**EXERCISE 1**. In the passage on climate change and public health, what emerges when poor people face harmful threats or shocks without enough capacity to respond effectively?
**EXERCISE 2**. Output, with no changes, the part of the passage on climate change and public health that opens with the words containing "For starters, the" and closes with "et Al, 2011).".

**TEXT SHOWN**.
·····

Due to shame, stigma and discrimination, there are several examples for households with bed-bound members to shift to other areas where they perceive less stigma, shame and discrimination.
Climate-induced human migration from flooding, droughts, and extreme weather events also?increase crowding, which in turn exposes many to disease transmission and decreases outcomes for those already living with the virus or infections (Lieber et Al, 2021).
Climate-related events affect public health aspirations and vice-versa. Humans and naturally occurring processes have a hand in greenhouse-gas emissions which drive climate change.
Climate change contributes to weather changes including extreme weather; affects settlement patterns; agricultural production; is linked to intense rainstorms, flash floods, rising temperatures which provide contexts for the spread of disease-causing fungi, bacteria and parasites; increased respiratory, cardiovascular disease, sensory-nerve systems, injuries and premature deaths related to extreme weather events, changes in the distribution of food- and water-borne illnesses and other infectious diseases; and threats to mental health. Connecting service provision to resilient ecosystems is likely to translate into more effective leadership on health service provision, development, including the climate trends that threaten it.
How can public health be positioned to effectively be the vehicle to end TB, HIV and Malaria by 2030, support good health, wellbeing and prosperity?
For starters, the possible expansion of the public health agenda should include integrated service delivery, resilient and sustainable systems, structures, climate-change countermeasures, addressing people and community-centred issues, economic development, climate, housing, energy, food, debt crises, climate resilience, mitigation, and post-disaster reconstruction.
Vulnerability or livelihood insecurity emerges when poor people as individuals or social units have to face harmful threats or shocks with inadequate capacity to respond effectively. People face escalating levels of risk, uncertainty and consequently vulnerability as a result of multiple interacting stressors, including political insecurity, persecution, TB, Malaria, HIV/AIDS, poverty, food insecurity, weak governance, climate change and land degradation, (Shackleton et Al, 2011).

·····

**PROVIDED DATA**.
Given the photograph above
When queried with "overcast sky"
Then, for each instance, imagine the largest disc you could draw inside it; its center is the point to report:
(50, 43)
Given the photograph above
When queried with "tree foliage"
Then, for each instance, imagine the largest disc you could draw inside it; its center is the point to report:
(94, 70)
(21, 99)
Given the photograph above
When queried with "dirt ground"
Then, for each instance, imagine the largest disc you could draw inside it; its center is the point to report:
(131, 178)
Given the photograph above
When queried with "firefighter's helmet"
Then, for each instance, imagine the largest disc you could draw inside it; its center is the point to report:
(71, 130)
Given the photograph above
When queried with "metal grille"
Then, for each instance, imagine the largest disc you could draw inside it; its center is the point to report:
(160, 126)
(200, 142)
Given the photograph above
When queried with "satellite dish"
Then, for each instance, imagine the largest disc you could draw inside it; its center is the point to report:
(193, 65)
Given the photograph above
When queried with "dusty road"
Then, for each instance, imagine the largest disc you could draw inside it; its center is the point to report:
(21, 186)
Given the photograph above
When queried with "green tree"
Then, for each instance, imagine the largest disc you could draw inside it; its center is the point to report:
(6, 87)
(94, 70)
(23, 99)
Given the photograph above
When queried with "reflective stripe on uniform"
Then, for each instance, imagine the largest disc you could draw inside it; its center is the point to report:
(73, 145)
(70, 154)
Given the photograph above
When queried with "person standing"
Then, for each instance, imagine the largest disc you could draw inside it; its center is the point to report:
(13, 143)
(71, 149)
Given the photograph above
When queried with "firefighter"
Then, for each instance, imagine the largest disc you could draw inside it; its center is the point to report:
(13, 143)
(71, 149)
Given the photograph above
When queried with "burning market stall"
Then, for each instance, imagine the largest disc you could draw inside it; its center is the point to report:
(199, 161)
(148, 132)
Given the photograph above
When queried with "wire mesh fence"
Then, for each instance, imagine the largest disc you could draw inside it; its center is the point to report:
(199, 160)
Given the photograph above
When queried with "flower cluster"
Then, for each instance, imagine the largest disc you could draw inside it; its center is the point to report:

·····

**REPLY 1**. Vulnerability or livelihood insecurity emerges.

**REPLY 2**.
For starters, the possible expansion of the public health agenda should include integrated service delivery, resilient and sustainable systems, structures, climate-change countermeasures, addressing people and community-centred issues, economic development, climate, housing, energy, food, debt crises, climate resilience, mitigation, and post-disaster reconstruction.
Vulnerability or livelihood insecurity emerges when poor people as individuals or social units have to face harmful threats or shocks with inadequate capacity to respond effectively. People face escalating levels of risk, uncertainty and consequently vulnerability as a result of multiple interacting stressors, including political insecurity, persecution, TB, Malaria, HIV/AIDS, poverty, food insecurity, weak governance, climate change and land degradation, (Shackleton et Al, 2011).